### Material for this exercise
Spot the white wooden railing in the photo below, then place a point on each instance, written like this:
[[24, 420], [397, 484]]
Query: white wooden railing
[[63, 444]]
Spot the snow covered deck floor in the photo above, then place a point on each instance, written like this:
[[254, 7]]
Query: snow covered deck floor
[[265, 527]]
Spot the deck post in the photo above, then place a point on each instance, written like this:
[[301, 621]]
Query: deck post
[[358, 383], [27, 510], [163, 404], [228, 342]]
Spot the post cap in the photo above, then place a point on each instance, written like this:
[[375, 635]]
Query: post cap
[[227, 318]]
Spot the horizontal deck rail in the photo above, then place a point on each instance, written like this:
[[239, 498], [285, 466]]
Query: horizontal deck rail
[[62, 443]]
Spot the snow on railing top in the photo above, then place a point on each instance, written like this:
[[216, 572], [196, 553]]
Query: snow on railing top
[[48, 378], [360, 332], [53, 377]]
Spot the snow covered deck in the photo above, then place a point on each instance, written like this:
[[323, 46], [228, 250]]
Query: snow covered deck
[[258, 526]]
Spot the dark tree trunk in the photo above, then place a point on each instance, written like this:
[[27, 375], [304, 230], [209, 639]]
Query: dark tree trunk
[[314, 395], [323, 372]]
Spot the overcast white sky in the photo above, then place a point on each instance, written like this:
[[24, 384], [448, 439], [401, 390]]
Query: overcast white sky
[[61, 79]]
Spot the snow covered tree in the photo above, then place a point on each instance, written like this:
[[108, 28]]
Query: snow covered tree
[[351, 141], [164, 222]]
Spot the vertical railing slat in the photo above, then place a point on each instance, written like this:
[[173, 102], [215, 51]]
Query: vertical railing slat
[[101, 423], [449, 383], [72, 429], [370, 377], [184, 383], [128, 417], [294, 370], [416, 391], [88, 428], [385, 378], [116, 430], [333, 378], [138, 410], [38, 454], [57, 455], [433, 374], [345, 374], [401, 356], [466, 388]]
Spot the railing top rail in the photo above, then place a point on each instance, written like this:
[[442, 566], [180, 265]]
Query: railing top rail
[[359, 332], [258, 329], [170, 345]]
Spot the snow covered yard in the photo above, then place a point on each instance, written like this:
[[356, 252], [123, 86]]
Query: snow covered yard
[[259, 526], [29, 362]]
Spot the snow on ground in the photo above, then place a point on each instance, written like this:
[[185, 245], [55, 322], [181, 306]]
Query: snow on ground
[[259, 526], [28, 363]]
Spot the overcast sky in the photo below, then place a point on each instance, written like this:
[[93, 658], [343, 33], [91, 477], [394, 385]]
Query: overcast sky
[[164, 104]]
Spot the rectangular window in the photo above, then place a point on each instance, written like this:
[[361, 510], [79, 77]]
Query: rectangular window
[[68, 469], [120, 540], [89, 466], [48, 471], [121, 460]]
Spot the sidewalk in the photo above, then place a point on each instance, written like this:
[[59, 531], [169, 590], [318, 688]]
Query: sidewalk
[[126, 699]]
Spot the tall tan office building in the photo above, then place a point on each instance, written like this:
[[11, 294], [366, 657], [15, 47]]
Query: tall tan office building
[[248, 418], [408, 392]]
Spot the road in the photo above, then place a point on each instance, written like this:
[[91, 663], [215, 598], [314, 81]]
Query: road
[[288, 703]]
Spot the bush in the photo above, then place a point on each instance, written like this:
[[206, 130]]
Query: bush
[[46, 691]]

### Aim of the task
Set down, exactly as they appear above, all lines from the one that has "Spot the vertical" down to the one that has "[[173, 102], [215, 51]]", including those two and no others.

### Result for this exercise
Spot the vertical railing slat in the photo above, then place a point on each instance, written like this:
[[173, 102], [215, 51]]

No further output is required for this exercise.